### Exercise A
How many lines of the records below contain the word "wrinkle"? Reply with the number alone.

### Supplied passage
Methinks1776 October 7, 2011 at 10:36 am

Here’s a list of British Commonwealth countries for those who are interested. Note that Singapore, Australia, Canada and Belize are on it.


nailheadtom October 7, 2011 at 9:00 am

Our particular road to serfdom needn’t result in an exact copy of the totalitarianism that haunted (and continues to haunt) Russia and China. Nevertheless, whatever the conclusion might be, it’s likely to include diminished choices for the individual at the discretion of the state.

dsylexic October 7, 2011 at 9:02 am

investor jim rogers moved out for economic (and political reasons too).but he is a big china bull and the keynesian chinese musical chairs is going to come to a screeching halt before it can clean up &pick up again

muirgeo October 7, 2011 at 9:14 am

“Perhaps the know-nothing know-it-alls today protesting on Wall Street – or their better-coiffed and better-dressed comrades occupying official office in Washington – will fail to transform America into a truly totalitarian thi.”

I’m totally miffed by this. The protestors are supporting the rights of the 99% that are violated by the rent seekers who own our political system.

You guys claim to be supporters of individuals but when the masses of individuals rise up against the excess of the elite class you side with the elites. You pretend to be supporters of individualism but hold elitist views like that in the above quote. Apparently you think you know what’s best for the 99%ers. Back in 76 supporters of the elitist were called Redcoats, Tories and King George Supporters.

The blame for sociatal breakdown and the times it devolves into something totalitarian and awefull goes squarely with the elitist who snobbishly ignore the ills they they put on society as they back the people into a wall of desperation.

Don your quote could easily have been from the revolutionary days directed at the patriots and demostrators who eventually founded this country and paved the way fot people like Edison and Jobs.

Short of what the protestors are doing I’d really be curious to hear your solution to our predicament of living under a government up for auction. It clear to me you have nothing to offer while these people on Wall Street will be the machine of change… hopefully in spite of JP Morgan horrifying Million dollar donation to the New York Police aimed at the protestors.

Captain Profit October 7, 2011 at 9:32 am

“I’d really be curious to hear your solution to our predicament of living under a government up for auction.”

Here we go again. I want to reduce its attractiveness to bidders, you want to sweeten the pot.

Randy October 7, 2011 at 9:45 am

They aren’t the 99% – they just claim to be. They are carrying the standard leftist signs – which all say the same thing to me, “I am completely ignorant of how society really works. I should be producing something of value but instead I’m out here demanding that someone take care of me”.

Ameet October 7, 2011 at 10:05 am

For some reason, I didn’t get the memo that I was part of that 99%. Then again, even though I likely am, those protesters would probably categorize the people commenting here as in the 1% and worthy of hate.

(Entries from a pointing dataset)
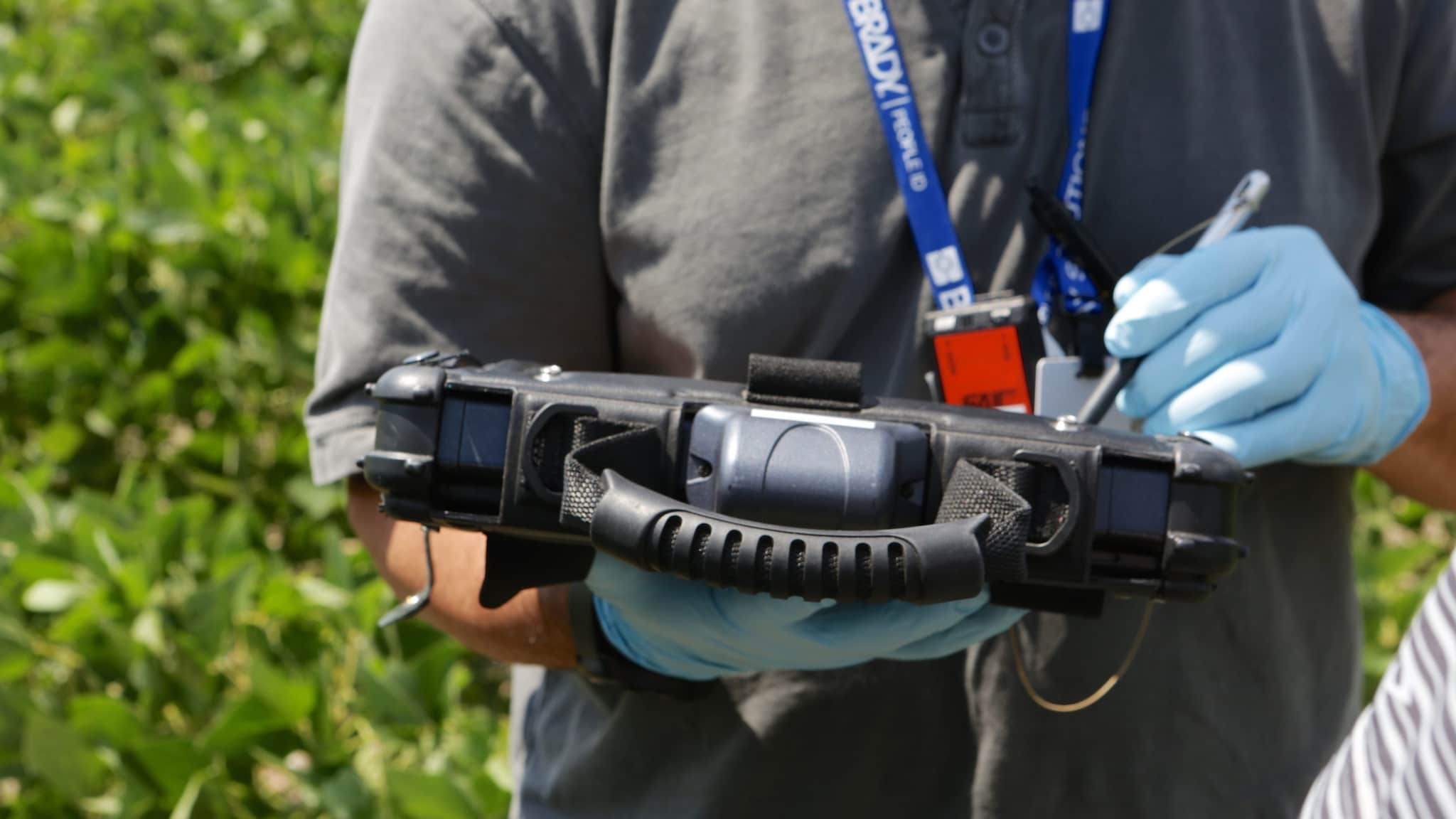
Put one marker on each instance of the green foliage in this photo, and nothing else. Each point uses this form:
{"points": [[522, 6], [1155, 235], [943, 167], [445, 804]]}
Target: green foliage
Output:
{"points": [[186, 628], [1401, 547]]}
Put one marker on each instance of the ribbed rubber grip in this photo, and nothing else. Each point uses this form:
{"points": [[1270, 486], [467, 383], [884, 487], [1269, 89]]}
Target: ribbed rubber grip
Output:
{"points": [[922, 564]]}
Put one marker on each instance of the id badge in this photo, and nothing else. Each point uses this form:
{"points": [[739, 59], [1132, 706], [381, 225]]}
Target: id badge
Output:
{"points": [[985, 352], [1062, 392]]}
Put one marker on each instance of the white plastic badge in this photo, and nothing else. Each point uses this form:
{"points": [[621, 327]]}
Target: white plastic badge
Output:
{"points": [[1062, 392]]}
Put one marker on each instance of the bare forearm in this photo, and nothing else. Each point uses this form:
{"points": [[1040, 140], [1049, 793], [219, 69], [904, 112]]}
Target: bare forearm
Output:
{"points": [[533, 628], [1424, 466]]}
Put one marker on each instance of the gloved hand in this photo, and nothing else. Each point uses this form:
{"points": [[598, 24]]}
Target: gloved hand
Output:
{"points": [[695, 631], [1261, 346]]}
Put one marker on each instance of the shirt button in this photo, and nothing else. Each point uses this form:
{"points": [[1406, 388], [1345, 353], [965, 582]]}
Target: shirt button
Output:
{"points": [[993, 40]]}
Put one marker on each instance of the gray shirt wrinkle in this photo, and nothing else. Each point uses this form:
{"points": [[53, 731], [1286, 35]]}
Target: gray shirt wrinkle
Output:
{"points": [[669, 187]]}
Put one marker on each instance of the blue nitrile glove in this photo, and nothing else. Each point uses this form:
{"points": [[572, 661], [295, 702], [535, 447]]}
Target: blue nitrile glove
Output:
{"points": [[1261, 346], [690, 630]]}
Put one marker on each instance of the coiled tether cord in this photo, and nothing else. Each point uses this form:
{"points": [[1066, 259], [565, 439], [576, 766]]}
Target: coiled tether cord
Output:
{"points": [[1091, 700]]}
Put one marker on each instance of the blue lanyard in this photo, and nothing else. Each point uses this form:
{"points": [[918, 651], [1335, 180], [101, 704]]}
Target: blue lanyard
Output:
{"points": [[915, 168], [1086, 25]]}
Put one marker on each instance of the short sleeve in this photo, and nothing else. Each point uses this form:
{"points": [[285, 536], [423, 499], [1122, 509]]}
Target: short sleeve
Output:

### Exercise B
Transcribe the portion of the comment thread above between "Here we go again." and "worthy of hate.", inclusive.

### Task output A
2

### Task output B
Here we go again. I want to reduce its attractiveness to bidders, you want to sweeten the pot.

Randy October 7, 2011 at 9:45 am

They aren’t the 99% – they just claim to be. They are carrying the standard leftist signs – which all say the same thing to me, “I am completely ignorant of how society really works. I should be producing something of value but instead I’m out here demanding that someone take care of me”.

Ameet October 7, 2011 at 10:05 am

For some reason, I didn’t get the memo that I was part of that 99%. Then again, even though I likely am, those protesters would probably categorize the people commenting here as in the 1% and worthy of hate.